## BEGIN SUPPLIED MATERIAL

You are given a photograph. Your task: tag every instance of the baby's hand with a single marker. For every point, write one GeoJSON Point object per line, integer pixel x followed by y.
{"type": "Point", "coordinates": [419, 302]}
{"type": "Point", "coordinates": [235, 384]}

## END SUPPLIED MATERIAL
## BEGIN SUPPLIED MATERIAL

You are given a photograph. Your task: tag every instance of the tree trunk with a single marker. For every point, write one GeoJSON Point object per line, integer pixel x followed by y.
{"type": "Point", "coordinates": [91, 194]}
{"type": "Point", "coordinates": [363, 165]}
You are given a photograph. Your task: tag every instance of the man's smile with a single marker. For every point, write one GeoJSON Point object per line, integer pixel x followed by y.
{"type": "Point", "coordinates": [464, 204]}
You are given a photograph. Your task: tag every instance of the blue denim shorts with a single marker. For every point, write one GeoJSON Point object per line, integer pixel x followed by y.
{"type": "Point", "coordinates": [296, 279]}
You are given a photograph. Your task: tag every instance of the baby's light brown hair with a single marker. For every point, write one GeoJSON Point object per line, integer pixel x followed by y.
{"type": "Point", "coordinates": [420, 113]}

## END SUPPLIED MATERIAL

** STATED PROBLEM **
Extract each line of the material above that contains the word "photograph". Case counts.

** ANSWER TO THE PROBLEM **
You are given a photograph. Your task: tag every instance of the baby's hand with a single marker. For every point, write one GeoJSON Point object per line, integer pixel x followed by y.
You are given a photograph. Your task: tag every instance of the tree trunk with a single marker. For every point, write one GeoJSON Point object per line, integer pixel x followed by y.
You are given a photograph. Your task: tag every instance of the man's smile with a single marker. For every point, write one GeoJSON Point object per line, integer pixel x followed by y.
You are given a photograph. Your task: tag every instance of the blue denim shorts with a single marker. For every point, write one GeoJSON Point object per line, integer pixel x followed by y.
You are given a photograph. Your task: tag every instance of the baby's light brown hair with a single marker. For every point, write one GeoJSON Point object per line, integer pixel x followed by y.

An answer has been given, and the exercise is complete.